======== KUTIPAN YANG DISEDIAKAN

Jumat, 18 Maret 2016

Benteng Fort De Kock – Bukti Sulitnya Menaklukkan Kota Bukittinggi


Benteng Fort De Kock - Bukittinggi


Assalamualaikum...

Masih tentang Kota Bukittinggi yaa... Rasanya saya nggak bisa bosan-bosannya sama kota ini. Merasa selalu saja menarik untuk diceritakan, walaupun saya sudah sering membicarakannya di post-post sebelumnya. Walaupun saya nggak bisa Bahasa Minang sih, hahaha (apa hubungannya coba).

Ada apalagi di Kota Bukittinggi ini? Yuukk...

Selain daya tarik alamnya yang menawan, ternyata Kota Bukittinggi juga memiliki peninggalan pada masa Pemerintahan Hindia Belanda lho. Peninggalan itu kemudian menjadi daya tarik wisata sejarah di Kota Bukittinggi. Salah satu diantaranya adalah Benteng Fort De Kock.

================
======== BAHAN YANG DISEDIAKAN

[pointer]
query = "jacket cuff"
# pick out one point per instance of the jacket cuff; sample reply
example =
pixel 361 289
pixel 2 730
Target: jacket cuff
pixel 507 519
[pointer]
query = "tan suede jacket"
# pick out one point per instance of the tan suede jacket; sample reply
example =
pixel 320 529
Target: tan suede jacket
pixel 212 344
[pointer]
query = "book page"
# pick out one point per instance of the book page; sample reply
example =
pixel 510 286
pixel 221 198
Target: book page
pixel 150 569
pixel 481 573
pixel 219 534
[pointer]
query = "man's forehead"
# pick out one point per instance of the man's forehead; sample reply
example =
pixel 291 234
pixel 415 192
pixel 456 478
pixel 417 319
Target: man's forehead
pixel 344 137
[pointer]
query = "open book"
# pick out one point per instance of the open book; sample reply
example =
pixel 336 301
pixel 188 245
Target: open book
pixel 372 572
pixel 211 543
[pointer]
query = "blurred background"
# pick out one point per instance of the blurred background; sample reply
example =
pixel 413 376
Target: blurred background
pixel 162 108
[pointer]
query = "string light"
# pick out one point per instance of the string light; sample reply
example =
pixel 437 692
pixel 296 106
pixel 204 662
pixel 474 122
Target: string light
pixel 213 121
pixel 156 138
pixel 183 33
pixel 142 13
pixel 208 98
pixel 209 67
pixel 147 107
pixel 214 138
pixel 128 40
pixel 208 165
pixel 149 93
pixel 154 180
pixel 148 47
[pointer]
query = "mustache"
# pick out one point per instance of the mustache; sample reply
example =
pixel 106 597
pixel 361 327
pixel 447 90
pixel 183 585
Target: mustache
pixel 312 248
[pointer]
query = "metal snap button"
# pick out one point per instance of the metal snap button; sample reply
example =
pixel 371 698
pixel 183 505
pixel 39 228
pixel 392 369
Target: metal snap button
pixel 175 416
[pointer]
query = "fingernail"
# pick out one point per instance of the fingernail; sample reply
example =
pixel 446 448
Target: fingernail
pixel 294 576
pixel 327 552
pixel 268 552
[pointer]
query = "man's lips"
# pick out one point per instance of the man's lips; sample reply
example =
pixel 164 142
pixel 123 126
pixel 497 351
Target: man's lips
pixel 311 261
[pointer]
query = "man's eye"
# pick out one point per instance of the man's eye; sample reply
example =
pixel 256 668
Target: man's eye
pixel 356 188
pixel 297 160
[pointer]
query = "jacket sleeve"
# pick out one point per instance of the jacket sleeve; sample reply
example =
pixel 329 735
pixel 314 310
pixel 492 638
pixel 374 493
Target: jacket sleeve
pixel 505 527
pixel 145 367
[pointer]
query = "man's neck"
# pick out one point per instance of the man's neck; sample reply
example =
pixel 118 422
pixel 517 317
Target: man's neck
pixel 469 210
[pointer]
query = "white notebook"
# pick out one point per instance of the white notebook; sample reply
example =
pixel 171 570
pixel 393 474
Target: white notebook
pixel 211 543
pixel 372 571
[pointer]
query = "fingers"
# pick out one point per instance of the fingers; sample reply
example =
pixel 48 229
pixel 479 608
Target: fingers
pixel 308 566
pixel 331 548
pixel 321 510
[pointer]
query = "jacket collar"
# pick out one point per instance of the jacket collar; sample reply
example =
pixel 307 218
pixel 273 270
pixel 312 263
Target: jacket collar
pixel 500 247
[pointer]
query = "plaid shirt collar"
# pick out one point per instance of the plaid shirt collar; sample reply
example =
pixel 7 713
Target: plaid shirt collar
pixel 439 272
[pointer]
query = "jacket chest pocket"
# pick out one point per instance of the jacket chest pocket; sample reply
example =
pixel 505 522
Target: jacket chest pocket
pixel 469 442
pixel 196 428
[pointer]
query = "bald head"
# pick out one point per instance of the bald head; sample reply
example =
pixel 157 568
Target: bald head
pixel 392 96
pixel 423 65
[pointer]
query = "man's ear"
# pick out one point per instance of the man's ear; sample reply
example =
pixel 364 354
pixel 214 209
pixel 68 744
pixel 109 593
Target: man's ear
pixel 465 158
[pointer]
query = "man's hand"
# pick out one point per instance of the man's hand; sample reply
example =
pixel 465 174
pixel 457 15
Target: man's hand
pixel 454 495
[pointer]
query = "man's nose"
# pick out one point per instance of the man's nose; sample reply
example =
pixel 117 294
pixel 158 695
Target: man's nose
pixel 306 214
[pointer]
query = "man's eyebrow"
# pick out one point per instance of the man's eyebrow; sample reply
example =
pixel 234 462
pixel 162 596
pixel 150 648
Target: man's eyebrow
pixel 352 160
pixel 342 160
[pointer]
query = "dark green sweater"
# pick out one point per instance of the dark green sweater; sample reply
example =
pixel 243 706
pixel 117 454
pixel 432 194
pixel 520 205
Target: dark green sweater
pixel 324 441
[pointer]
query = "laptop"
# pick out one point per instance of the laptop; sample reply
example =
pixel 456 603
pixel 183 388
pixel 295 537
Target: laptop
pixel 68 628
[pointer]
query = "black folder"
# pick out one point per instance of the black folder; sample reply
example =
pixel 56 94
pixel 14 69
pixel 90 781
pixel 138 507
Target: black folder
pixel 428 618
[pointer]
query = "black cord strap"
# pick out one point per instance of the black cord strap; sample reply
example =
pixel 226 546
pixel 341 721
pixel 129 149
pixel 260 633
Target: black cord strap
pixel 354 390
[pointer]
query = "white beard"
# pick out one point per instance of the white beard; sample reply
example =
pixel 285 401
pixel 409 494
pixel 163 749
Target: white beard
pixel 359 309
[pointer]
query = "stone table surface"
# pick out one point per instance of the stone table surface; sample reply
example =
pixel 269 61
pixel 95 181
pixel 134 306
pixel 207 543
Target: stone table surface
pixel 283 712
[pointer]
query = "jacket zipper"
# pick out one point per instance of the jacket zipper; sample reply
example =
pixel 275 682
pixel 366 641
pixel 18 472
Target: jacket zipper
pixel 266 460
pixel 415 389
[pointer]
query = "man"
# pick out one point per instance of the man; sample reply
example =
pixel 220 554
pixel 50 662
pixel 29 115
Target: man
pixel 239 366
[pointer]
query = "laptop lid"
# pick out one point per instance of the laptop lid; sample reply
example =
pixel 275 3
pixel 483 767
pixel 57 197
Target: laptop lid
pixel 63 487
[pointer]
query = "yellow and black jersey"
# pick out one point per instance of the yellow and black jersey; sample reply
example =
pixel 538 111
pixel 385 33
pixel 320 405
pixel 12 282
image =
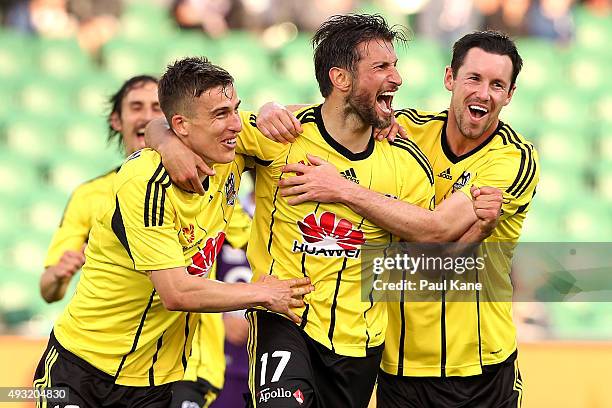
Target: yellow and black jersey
pixel 324 241
pixel 207 359
pixel 86 201
pixel 116 321
pixel 462 338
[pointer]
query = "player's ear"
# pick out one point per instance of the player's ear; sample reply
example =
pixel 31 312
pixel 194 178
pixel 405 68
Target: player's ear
pixel 340 78
pixel 510 94
pixel 115 122
pixel 448 78
pixel 180 125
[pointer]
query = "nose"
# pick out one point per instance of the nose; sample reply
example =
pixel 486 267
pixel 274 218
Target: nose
pixel 395 77
pixel 235 124
pixel 482 91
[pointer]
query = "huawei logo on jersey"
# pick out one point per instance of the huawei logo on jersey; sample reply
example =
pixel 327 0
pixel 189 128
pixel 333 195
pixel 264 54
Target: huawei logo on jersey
pixel 189 233
pixel 203 260
pixel 329 237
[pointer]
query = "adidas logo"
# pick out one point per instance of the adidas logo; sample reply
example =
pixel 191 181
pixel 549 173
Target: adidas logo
pixel 446 174
pixel 350 175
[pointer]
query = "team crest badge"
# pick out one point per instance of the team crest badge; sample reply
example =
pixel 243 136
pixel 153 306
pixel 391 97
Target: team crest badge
pixel 462 181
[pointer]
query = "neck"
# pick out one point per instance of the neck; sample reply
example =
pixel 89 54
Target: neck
pixel 344 125
pixel 460 144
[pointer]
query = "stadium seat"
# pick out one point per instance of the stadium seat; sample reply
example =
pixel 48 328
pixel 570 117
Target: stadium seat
pixel 37 138
pixel 62 59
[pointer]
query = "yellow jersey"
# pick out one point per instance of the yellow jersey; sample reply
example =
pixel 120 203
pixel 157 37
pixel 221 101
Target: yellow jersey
pixel 462 338
pixel 207 359
pixel 116 321
pixel 324 241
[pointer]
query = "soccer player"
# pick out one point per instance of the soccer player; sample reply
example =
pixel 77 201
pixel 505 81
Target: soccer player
pixel 132 107
pixel 332 358
pixel 126 334
pixel 466 346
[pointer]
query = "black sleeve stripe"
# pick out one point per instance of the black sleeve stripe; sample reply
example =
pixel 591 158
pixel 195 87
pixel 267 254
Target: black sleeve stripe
pixel 307 115
pixel 262 162
pixel 418 118
pixel 423 162
pixel 527 168
pixel 161 180
pixel 410 144
pixel 119 228
pixel 148 193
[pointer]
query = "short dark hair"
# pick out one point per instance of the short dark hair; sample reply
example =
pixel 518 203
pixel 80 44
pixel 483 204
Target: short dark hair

================

*LATIHAN*:
• 1. Salin ulang baris-baris catatan, mulai dari baris pertama catatan sampai baris yang memuat "pixel 219 534", termasuk kedua baris batas itu.
• 2. Lanjutkan teks tentang Benteng Fort De Kock, dimulai setelah kalimat terakhirnya.
Teks tentang Benteng Fort De Kock dan catatan tersebut tidak saling berkaitan.

*HASIL PER TUGAS*:
• 1.
[pointer]
query = "jacket cuff"
# pick out one point per instance of the jacket cuff; sample reply
example =
pixel 361 289
pixel 2 730
Target: jacket cuff
pixel 507 519
[pointer]
query = "tan suede jacket"
# pick out one point per instance of the tan suede jacket; sample reply
example =
pixel 320 529
Target: tan suede jacket
pixel 212 344
[pointer]
query = "book page"
# pick out one point per instance of the book page; sample reply
example =
pixel 510 286
pixel 221 198
Target: book page
pixel 150 569
pixel 481 573
pixel 219 534

• 2.
Karena lokasi Benteng Fort De Kock yang sangat dekat dengan lokasi hotel tempat saya dan suami (kami) menginap, maka kami memutuskan untuk kesini dulu walaupun cuaca pada saat itu sedang tidak bersahabat. Maklum, jalan-jalan saat musim penghujan membuat dinginnya Kota Bukittinggi menjadi semakin terasa. Apalagi Kota Bukittinggi termasuk dalam kawasan dataran tinggi (iyalah, dari namanya aja sudah kelihatan kan!), jadi pantaslah kalau dinginnya ‘menggigit’ banget kalau musim penghujan tiba.

Oke STOP ngomongin cuaca!

Benteng Fort De Kock terletak di Bukit Jirek, Bukittinggi. Benteng ini dibangun pada tahun 1825 oleh Kapten Bauer sebagai kubu pertahanan Pemerintahan Hindia Belanda menghadapi perlawanan rakyat dalam Perang Paderi yang dipimpin oleh Tuanku Imam Bonjol. Ketika itu Baron Hendrick Markus De Kock menjadi Komandan de Roepoen dan Wakil Gubernur Pemerintahan Hindia Belanda. Oleh sebab itu, namanya kemudian diabadikan menjadi nama lokasi ini, Benteng Fort De Kock. Sejarah lengkap tentang Benteng Fort De Kock dapat dipelajari melalui wikipedia ya.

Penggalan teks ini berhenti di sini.